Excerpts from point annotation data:
"""
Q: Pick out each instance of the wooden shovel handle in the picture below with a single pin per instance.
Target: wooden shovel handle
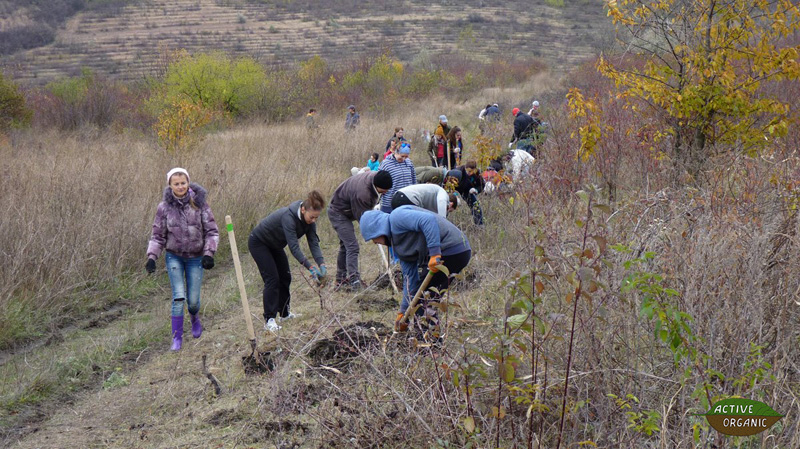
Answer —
(414, 302)
(240, 279)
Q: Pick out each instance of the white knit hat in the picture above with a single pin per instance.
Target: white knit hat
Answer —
(177, 170)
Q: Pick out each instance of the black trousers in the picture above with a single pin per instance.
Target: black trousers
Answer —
(274, 268)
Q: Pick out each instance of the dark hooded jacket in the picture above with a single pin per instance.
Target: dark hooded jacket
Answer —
(414, 233)
(285, 227)
(354, 196)
(524, 127)
(182, 229)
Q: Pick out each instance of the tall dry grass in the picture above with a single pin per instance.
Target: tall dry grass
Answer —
(77, 206)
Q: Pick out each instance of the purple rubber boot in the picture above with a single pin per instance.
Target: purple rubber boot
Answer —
(177, 333)
(197, 326)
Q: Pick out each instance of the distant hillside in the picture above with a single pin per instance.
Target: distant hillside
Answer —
(126, 39)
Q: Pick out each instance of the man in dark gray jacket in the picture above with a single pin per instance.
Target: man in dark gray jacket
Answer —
(351, 199)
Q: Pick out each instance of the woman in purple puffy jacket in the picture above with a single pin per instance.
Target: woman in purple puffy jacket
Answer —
(184, 226)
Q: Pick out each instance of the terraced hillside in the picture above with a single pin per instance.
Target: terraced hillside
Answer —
(129, 42)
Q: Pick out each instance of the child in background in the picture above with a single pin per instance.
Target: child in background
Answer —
(373, 163)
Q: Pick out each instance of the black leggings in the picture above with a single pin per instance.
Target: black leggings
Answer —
(274, 268)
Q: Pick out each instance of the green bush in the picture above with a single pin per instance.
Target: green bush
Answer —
(13, 111)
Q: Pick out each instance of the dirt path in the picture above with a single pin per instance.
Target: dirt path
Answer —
(166, 399)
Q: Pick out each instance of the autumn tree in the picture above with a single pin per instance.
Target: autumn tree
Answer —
(705, 63)
(215, 81)
(13, 111)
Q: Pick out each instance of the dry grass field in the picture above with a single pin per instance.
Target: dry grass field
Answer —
(128, 42)
(713, 265)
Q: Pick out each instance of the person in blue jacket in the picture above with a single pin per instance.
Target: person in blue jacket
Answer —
(420, 239)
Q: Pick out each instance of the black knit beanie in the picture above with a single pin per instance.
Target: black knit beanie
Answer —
(383, 180)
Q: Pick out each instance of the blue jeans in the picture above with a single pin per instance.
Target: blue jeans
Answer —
(185, 276)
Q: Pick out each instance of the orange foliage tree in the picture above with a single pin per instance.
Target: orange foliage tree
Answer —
(705, 63)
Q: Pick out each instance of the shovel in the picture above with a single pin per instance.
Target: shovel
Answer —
(254, 361)
(414, 301)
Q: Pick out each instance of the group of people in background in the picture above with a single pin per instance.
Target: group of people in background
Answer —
(397, 205)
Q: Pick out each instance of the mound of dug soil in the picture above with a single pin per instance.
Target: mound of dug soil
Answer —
(348, 343)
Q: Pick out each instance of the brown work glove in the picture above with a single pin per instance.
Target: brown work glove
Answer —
(434, 260)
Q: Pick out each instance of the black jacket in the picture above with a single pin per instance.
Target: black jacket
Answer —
(284, 227)
(525, 127)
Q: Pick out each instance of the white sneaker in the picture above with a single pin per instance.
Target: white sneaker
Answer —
(271, 325)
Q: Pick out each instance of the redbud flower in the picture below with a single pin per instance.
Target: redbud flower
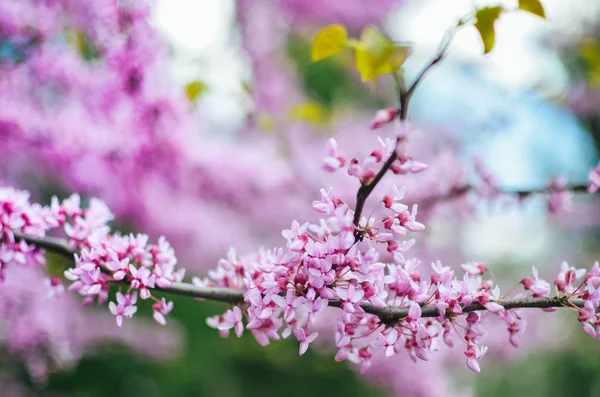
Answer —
(161, 309)
(125, 306)
(334, 159)
(594, 179)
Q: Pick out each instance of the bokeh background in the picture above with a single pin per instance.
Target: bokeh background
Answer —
(205, 121)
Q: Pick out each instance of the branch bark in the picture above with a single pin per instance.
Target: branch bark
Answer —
(388, 315)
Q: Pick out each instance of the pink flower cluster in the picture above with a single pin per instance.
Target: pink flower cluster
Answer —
(364, 270)
(104, 259)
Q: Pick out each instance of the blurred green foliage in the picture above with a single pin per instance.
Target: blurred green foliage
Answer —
(209, 366)
(573, 370)
(329, 82)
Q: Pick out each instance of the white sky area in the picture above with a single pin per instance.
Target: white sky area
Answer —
(206, 48)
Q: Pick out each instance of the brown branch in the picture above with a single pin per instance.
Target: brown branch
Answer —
(388, 315)
(405, 95)
(460, 191)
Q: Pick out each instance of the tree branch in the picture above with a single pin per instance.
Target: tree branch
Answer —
(388, 315)
(405, 95)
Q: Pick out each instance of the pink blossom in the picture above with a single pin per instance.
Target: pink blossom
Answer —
(594, 179)
(160, 310)
(383, 117)
(125, 307)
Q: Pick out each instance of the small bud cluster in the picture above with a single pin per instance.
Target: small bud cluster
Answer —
(347, 260)
(103, 260)
(335, 262)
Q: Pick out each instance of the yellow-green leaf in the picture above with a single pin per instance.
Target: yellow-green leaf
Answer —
(486, 18)
(589, 51)
(329, 41)
(310, 112)
(375, 54)
(194, 89)
(533, 6)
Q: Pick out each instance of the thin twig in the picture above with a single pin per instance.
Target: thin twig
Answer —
(388, 315)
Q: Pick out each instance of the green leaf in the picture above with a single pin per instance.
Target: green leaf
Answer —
(329, 41)
(486, 18)
(533, 6)
(310, 112)
(375, 54)
(195, 89)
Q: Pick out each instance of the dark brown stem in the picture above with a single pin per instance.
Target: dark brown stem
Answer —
(388, 315)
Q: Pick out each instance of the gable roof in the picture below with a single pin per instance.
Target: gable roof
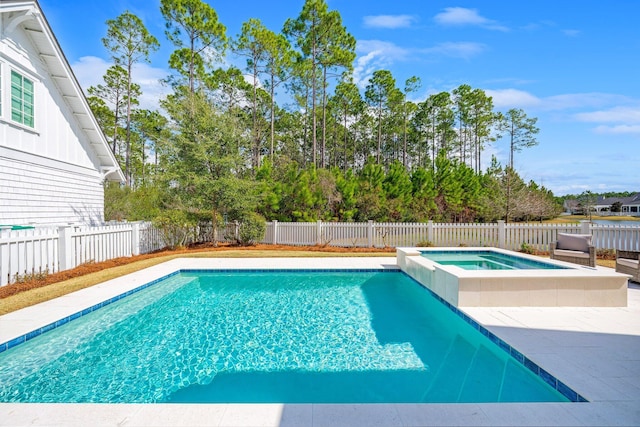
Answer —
(30, 17)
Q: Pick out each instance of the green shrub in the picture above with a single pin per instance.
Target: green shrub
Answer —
(606, 254)
(252, 229)
(527, 249)
(175, 228)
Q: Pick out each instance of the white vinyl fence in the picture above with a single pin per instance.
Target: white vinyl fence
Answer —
(508, 236)
(49, 250)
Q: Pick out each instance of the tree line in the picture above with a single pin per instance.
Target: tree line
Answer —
(291, 136)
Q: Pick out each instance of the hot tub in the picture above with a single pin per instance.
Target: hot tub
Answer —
(492, 277)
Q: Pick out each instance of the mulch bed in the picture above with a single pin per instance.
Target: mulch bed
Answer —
(93, 267)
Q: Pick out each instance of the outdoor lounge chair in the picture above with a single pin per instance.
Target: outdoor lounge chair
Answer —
(575, 248)
(628, 262)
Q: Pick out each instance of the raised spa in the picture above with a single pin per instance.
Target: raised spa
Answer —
(491, 277)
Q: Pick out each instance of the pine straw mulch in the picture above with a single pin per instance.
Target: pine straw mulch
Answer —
(93, 267)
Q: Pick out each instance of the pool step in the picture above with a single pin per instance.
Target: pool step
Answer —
(446, 383)
(481, 383)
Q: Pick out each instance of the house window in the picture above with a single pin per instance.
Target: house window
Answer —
(21, 99)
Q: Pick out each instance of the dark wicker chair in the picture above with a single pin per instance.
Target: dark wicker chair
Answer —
(628, 262)
(575, 248)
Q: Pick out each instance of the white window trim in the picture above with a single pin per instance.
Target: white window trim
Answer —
(5, 94)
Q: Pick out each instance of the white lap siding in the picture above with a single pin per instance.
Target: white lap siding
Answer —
(36, 190)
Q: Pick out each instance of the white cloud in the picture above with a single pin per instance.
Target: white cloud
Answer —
(613, 115)
(571, 33)
(377, 54)
(89, 71)
(388, 21)
(374, 55)
(460, 16)
(618, 129)
(513, 98)
(457, 49)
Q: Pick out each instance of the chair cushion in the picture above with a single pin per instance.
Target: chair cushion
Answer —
(633, 263)
(576, 254)
(574, 242)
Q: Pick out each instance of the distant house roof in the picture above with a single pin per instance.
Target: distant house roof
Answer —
(608, 201)
(28, 14)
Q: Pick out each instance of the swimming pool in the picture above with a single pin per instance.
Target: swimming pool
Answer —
(307, 337)
(487, 260)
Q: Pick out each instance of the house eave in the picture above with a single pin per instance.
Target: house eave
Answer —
(29, 16)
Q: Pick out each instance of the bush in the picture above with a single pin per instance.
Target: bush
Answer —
(606, 254)
(175, 228)
(252, 229)
(527, 249)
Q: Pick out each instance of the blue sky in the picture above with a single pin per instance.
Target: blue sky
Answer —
(573, 64)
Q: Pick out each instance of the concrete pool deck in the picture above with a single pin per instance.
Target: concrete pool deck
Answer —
(596, 351)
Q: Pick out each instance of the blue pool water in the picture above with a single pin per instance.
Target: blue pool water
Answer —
(487, 260)
(301, 337)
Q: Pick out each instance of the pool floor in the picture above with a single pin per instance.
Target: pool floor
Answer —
(592, 348)
(320, 337)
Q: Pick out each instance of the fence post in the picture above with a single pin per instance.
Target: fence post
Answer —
(65, 248)
(275, 232)
(502, 233)
(585, 227)
(135, 238)
(319, 232)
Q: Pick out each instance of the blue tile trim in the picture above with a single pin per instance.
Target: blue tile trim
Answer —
(293, 270)
(532, 262)
(555, 383)
(29, 335)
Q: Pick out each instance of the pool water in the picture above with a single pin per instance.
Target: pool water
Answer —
(289, 337)
(487, 260)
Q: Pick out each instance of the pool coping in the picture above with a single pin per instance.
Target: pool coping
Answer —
(598, 411)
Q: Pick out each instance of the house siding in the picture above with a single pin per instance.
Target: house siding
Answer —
(48, 193)
(50, 174)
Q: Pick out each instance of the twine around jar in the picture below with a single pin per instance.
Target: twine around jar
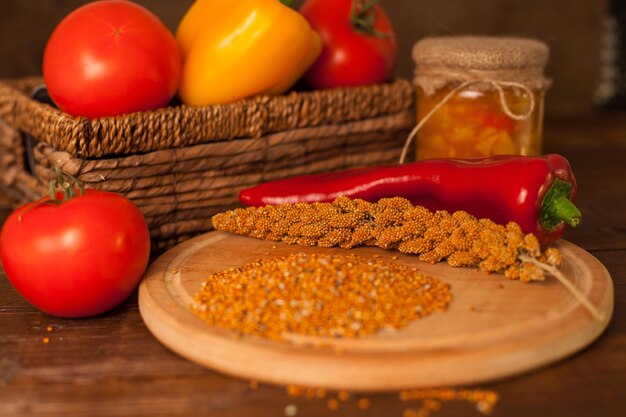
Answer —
(498, 85)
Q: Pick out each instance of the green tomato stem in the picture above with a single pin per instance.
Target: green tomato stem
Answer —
(68, 185)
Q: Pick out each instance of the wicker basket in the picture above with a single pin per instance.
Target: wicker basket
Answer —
(181, 164)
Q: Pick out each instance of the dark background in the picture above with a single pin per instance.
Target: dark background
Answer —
(577, 33)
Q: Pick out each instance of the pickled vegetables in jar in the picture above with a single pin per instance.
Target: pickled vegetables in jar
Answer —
(478, 96)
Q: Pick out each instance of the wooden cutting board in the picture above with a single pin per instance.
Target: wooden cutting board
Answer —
(493, 328)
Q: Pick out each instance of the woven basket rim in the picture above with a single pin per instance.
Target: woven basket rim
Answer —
(181, 125)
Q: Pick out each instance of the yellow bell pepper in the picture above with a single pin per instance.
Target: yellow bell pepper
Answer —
(237, 49)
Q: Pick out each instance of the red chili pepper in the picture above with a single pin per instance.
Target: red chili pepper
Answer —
(535, 192)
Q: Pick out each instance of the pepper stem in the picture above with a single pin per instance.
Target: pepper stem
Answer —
(68, 185)
(557, 207)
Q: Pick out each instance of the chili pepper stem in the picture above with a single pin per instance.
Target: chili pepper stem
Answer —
(565, 210)
(557, 206)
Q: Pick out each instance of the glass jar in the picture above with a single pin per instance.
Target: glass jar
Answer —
(479, 96)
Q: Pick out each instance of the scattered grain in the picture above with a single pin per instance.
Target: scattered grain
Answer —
(291, 410)
(332, 404)
(318, 295)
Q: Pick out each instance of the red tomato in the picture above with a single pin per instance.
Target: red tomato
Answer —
(79, 258)
(354, 53)
(109, 58)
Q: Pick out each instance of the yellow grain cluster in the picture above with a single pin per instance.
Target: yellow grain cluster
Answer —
(318, 295)
(394, 223)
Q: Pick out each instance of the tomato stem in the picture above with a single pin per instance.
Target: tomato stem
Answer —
(363, 18)
(68, 185)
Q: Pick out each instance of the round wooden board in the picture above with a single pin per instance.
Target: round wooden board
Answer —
(493, 328)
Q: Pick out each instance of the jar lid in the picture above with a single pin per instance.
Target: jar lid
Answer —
(455, 59)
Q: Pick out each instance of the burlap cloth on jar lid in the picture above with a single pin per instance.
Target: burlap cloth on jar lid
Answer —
(454, 60)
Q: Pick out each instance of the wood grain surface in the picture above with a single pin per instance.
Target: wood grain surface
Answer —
(111, 365)
(493, 328)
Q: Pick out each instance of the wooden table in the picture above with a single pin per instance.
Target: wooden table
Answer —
(111, 365)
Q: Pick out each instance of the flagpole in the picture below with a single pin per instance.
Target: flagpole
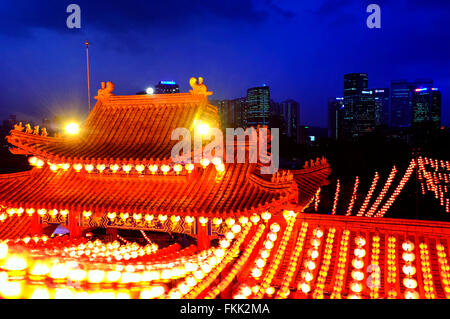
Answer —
(87, 61)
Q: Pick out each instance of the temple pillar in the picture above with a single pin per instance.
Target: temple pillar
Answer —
(203, 241)
(74, 229)
(112, 233)
(36, 226)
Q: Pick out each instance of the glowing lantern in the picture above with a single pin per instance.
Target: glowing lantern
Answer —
(204, 162)
(32, 160)
(408, 257)
(236, 228)
(224, 244)
(229, 235)
(260, 263)
(30, 211)
(243, 220)
(256, 273)
(3, 250)
(126, 168)
(189, 167)
(409, 270)
(39, 163)
(268, 244)
(165, 169)
(408, 246)
(356, 287)
(112, 215)
(177, 168)
(189, 219)
(266, 216)
(304, 287)
(140, 168)
(96, 276)
(360, 241)
(357, 275)
(230, 222)
(153, 168)
(87, 214)
(275, 227)
(254, 219)
(410, 283)
(357, 263)
(360, 252)
(271, 236)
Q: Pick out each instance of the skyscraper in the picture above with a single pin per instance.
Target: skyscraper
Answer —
(258, 106)
(289, 111)
(381, 99)
(231, 112)
(335, 106)
(426, 106)
(166, 87)
(408, 102)
(358, 114)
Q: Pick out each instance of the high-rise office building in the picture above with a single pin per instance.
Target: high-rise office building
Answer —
(231, 112)
(335, 106)
(426, 106)
(358, 113)
(258, 106)
(289, 111)
(410, 102)
(166, 87)
(381, 100)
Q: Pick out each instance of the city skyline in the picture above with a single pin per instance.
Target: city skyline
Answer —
(296, 49)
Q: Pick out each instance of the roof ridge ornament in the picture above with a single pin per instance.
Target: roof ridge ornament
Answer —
(106, 91)
(198, 88)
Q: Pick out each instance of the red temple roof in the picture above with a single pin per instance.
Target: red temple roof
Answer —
(122, 129)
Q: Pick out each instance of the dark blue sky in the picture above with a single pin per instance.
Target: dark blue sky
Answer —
(301, 49)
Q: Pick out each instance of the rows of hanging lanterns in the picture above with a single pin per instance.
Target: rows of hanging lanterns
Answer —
(383, 192)
(282, 292)
(237, 267)
(341, 265)
(323, 272)
(153, 169)
(356, 285)
(363, 207)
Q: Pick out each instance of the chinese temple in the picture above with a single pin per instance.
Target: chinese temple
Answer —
(252, 236)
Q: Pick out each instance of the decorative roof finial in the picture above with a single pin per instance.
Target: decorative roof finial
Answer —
(198, 87)
(106, 91)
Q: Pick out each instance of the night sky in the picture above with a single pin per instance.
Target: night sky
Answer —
(301, 49)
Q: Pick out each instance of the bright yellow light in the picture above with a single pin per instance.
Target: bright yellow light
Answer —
(72, 128)
(202, 128)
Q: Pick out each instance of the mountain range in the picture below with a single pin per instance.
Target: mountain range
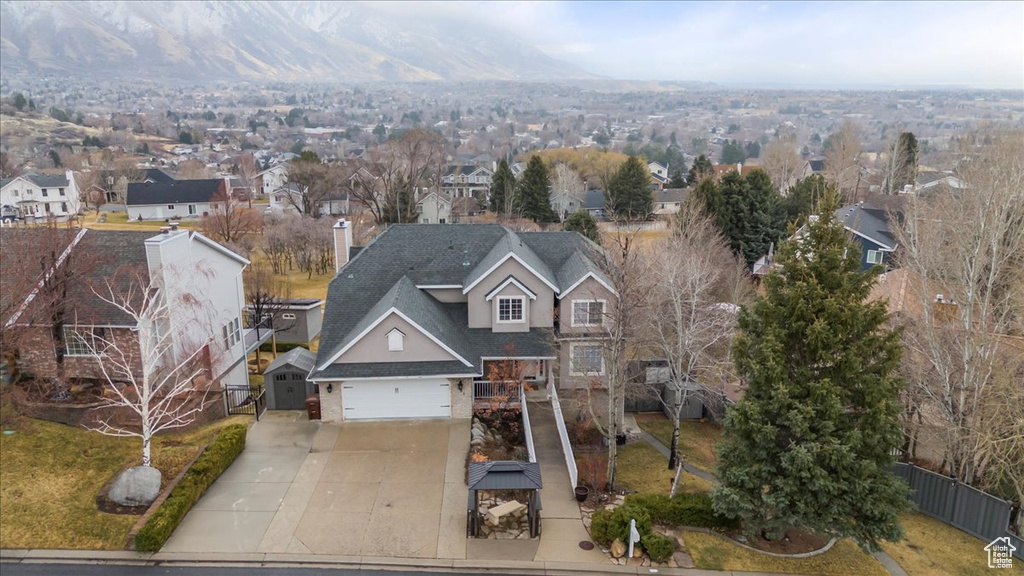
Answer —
(274, 40)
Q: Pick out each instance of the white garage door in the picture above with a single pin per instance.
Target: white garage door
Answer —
(414, 398)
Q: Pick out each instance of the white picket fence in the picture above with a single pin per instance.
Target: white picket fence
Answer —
"""
Stated goal:
Do not copy pictures. Restate exactly the lines from the one containing "Q: Pick out each instance of the night" through the last line of the records.

Expected answer:
Q: Pick out each instance of the night sky in the picture above with a single pin per instance.
Target: night sky
Answer —
(301, 49)
Q: Pick out each instance of the bright yellow light in the picture above with a single pin per instance.
Target: bright yellow light
Answer —
(72, 128)
(202, 128)
Q: Pick out each instance of the mountain range in the picture below with a single pin per instance.
Target: mountain range
Answer —
(274, 40)
Q: Pick out each instance of the white garage door in the picture above with a single pin per instance.
Target: white garage door
Answer —
(414, 398)
Q: Pick out each instance of the white picket fence in the picture above with a single pin per instance.
Target: white picket fence
Answer —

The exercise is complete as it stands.